## EXCERPT PROVIDED:
━━━━━━━━
State migration is in the news with a couple of reports causing some brows to be furrowed with respect to Minnesota’s demographic and economic future. Some recent research and a deeper dive into the data offers a more complex message with implications for how we should think about this issue and state policy going forward.
Recently, CNBC’s annual “Best States for Business” report bestowed on Minnesota the enviable ranking of fifth in the nation. This accomplishment was made possible by top ten scores in technology and innovation, infrastructure, and quality of life which managed to offset distinctively below average grades in cost of doing business, business friendliness, and access to capital (or “what truly matters to business” in the words of one state business leader questioning the weighting measures employed).1
Hot on its heels came a couple reports casting a less glowing light on matters pertaining to the state’s current and economic future. Both of these had to do with the issue of population migration. The first is a research report by Smart Asset, picked up by CNBC and some local media as well, examining high income household migration (defined as adjusted gross incomes exceeding $200,000). Based on the latest migration data from the IRS, the study found Minnesota had the 8th highest net out-migration of these households in the nation -- a net loss of 1,453 of such filers in the 2021 tax year.
Shortly thereafter, a news report highlighting a different migration matter made headlines in the Star Tribune: the continuing loss of college age students from the state. The article noted college age students make up nearly two-thirds of the Minnesota’s annual net loss in domestic migration casting an economic shadow in an era of tight labor markets and aging populations.
Diving a little deeper into the issues and the data reveals some interesting nuance and findings with potential considerations for policy-making. We took a closer look at both.
The ranking measure used by Smart Asset -- the absolute amount of net domestic migration of $200,000 -plus incomes -- is eye-catching but potentially a bit distorting because it focuses on absolute rather than relative changes. The fact is half of all the $200k and above filers in the entire nation reside in these top 10 “losing” states which are some of the nation’s highest income states. As a result, we revised this state migration measure by calculating net migration totals as a percentage of the $200k and above filers in each state. This provides a better perspective on the relative magnitude the net migration represents. We calculated separate relative rankings for both state in-migration and out-migration to highlight the relative influence of the migration direction in deriving a “net” figure. We also extended the analysis to a include the 5-year trend.
A note on the data source. IRS Statistics of Income data on state migration is based on year-to-year address changes reported on individual income tax returns filed with the IRS. Tax returns are matched for two consecutive calendar years based on the filer’s taxpayer identification thus capturing both inflows (the number of new residents who moved to a state and where they migrated from) and outflows (the number of residents leaving a state and where they went.) The “$200,000 and above” income threshold is the highest threshold reported.
━━━━━━━━
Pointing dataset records
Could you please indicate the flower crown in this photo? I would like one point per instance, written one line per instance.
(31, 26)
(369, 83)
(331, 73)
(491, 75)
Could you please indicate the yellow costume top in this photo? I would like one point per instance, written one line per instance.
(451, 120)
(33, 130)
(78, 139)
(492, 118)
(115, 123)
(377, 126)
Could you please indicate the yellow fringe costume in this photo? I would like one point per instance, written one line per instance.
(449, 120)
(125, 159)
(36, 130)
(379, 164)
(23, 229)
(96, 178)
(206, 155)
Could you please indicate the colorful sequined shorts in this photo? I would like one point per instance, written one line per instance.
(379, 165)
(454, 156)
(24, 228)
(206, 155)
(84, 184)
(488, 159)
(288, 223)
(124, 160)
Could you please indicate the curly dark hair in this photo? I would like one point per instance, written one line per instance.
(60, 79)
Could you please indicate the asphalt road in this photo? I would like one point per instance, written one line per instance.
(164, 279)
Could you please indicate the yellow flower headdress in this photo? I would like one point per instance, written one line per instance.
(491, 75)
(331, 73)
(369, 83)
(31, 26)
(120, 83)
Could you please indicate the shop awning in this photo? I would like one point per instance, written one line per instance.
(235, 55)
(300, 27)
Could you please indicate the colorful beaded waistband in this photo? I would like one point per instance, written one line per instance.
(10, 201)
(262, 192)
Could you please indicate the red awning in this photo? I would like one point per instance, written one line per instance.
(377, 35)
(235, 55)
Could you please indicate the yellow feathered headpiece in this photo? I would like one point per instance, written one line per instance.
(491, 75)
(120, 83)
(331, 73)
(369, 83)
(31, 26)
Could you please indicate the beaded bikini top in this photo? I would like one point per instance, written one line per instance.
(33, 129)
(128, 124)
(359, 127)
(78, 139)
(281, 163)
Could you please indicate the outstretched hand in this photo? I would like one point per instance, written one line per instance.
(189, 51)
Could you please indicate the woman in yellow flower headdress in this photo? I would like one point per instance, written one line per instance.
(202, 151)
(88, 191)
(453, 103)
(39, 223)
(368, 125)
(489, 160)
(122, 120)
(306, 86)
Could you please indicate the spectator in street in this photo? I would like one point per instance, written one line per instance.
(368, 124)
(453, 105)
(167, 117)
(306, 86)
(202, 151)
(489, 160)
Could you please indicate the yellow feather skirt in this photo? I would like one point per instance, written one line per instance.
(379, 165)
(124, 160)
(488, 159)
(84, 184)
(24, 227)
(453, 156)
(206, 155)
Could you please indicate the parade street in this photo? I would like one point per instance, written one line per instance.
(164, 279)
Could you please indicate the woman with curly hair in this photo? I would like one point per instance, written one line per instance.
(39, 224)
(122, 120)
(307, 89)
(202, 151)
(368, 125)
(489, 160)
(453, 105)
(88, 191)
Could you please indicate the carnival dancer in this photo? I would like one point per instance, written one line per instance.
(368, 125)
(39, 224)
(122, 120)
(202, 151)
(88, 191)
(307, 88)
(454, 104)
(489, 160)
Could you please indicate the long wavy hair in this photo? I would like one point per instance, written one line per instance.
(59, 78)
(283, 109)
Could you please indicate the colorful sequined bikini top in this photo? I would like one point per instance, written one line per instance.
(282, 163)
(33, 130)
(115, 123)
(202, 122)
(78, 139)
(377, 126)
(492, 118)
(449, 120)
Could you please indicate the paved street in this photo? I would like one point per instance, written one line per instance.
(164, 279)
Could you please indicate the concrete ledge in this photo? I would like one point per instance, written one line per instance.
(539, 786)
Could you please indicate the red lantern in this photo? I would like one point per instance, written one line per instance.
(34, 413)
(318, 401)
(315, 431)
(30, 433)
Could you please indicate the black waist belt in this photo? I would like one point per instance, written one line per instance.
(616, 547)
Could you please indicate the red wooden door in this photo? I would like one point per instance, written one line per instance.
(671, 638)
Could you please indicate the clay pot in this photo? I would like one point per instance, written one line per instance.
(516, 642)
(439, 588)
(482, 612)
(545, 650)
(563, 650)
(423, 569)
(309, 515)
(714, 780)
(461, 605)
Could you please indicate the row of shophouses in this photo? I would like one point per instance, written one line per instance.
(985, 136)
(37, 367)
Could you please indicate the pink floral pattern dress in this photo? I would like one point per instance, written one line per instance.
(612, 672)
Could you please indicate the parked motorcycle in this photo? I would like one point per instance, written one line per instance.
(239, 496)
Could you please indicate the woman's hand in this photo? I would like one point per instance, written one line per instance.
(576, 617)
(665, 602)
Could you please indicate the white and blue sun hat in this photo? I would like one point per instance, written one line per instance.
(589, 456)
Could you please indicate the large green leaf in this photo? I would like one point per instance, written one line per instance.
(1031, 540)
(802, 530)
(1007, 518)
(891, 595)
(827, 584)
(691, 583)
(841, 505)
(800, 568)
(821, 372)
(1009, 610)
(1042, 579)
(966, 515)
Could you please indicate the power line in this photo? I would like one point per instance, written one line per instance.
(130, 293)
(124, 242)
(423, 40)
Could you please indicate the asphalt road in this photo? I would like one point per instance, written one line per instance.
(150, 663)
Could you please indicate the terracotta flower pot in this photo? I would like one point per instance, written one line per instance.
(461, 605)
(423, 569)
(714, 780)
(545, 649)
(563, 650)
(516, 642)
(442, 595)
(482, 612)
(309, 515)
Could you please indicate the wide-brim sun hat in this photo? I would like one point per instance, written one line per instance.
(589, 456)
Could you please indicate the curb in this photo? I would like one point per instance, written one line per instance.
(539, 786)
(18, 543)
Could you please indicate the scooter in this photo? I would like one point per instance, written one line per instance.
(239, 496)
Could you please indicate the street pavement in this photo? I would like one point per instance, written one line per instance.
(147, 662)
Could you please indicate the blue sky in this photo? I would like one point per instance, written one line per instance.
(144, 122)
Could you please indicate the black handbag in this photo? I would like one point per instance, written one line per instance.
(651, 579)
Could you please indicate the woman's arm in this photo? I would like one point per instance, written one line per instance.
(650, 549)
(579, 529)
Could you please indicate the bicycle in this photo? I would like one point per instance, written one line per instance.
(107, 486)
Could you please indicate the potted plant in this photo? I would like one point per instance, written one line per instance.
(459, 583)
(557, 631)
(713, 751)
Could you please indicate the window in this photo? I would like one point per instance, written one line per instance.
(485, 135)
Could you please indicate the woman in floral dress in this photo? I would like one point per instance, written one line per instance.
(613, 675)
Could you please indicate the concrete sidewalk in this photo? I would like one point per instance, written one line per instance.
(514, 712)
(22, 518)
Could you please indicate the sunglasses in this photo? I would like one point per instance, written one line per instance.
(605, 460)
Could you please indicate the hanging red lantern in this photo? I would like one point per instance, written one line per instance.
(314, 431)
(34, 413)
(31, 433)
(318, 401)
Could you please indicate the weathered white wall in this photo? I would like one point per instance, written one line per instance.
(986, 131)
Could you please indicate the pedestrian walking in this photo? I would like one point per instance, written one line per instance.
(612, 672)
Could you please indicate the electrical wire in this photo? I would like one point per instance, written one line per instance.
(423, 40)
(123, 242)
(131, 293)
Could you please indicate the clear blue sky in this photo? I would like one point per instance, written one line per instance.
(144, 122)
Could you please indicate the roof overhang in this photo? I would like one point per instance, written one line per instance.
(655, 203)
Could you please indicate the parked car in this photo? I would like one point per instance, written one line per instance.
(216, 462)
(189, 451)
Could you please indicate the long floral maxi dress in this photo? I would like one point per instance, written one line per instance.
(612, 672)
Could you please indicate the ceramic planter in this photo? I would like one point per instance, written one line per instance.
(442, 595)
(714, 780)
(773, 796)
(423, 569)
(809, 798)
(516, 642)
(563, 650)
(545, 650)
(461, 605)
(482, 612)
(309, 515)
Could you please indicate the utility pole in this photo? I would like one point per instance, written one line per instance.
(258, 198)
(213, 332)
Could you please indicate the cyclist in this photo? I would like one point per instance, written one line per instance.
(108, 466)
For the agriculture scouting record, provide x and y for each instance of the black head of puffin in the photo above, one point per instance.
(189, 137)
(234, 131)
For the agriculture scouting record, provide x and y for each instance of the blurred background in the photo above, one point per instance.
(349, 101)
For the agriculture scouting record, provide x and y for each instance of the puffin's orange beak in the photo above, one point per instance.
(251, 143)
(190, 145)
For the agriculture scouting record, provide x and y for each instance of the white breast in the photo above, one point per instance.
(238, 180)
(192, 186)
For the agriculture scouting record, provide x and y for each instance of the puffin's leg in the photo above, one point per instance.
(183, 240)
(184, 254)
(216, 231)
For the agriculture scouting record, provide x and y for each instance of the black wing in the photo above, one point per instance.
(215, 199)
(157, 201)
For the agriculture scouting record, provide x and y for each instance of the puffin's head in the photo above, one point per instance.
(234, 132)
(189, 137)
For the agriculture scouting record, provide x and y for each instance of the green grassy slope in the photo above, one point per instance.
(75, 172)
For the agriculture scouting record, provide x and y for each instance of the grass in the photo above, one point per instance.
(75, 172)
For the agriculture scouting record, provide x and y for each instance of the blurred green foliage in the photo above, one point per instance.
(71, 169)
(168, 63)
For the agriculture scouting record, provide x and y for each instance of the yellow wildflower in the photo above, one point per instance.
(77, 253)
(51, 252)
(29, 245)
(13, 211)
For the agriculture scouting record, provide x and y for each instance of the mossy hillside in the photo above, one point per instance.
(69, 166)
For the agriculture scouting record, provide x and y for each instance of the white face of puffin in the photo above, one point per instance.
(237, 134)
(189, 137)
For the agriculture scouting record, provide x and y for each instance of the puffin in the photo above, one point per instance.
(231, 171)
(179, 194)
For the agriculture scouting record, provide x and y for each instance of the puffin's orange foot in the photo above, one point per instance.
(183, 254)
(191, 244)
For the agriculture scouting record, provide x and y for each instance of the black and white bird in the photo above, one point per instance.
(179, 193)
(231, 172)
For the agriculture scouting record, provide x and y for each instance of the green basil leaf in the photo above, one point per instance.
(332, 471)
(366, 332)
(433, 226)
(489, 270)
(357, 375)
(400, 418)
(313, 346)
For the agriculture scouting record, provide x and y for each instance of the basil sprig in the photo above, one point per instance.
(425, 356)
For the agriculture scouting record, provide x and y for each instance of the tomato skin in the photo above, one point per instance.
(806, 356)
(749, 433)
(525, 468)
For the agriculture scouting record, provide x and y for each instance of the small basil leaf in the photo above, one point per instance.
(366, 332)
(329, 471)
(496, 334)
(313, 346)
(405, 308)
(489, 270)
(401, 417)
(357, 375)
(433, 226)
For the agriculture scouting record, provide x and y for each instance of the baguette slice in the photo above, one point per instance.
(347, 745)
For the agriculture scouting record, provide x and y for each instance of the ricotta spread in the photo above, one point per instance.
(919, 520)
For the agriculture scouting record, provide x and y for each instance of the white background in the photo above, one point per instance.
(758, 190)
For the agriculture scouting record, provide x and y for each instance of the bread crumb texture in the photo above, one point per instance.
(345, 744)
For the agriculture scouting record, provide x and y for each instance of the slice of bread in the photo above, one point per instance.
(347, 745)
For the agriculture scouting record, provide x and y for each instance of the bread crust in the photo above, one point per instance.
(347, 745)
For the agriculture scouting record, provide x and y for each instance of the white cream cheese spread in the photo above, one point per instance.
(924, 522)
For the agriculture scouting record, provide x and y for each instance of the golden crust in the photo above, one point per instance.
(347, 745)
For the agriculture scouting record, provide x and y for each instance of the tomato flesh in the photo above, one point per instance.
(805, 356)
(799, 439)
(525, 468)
━━━━━━━━
## THE TASKS:
1 > Rewrite the passage on Minnesota migration from "The ranking measure" to "the 5-year trend.", putting "10-year trend" in place of "5-year trend".
2 > Decide whether each statement agrees with the passage on Minnesota migration. Answer yes or no, and quote the words that decide it. (a) CNBC's report ranked Minnesota fifth in the nation. (b) The IRS data report an income threshold higher than "$200,000 and above." (c) College age students account for about half of Minnesota's annual net loss in domestic migration.

## SET OF ANSWERS:
1 >
The ranking measure used by Smart Asset -- the absolute amount of net domestic migration of $200,000 -plus incomes -- is eye-catching but potentially a bit distorting because it focuses on absolute rather than relative changes. The fact is half of all the $200k and above filers in the entire nation reside in these top 10 “losing” states which are some of the nation’s highest income states. As a result, we revised this state migration measure by calculating net migration totals as a percentage of the $200k and above filers in each state. This provides a better perspective on the relative magnitude the net migration represents. We calculated separate relative rankings for both state in-migration and out-migration to highlight the relative influence of the migration direction in deriving a “net” figure. We also extended the analysis to a include the 10-year trend.

2 >
(a) Yes: "bestowed on Minnesota the enviable ranking of fifth in the nation"
(b) No: "The “$200,000 and above” income threshold is the highest threshold reported."
(c) No: "college age students make up nearly two-thirds of the Minnesota’s annual net loss in domestic migration"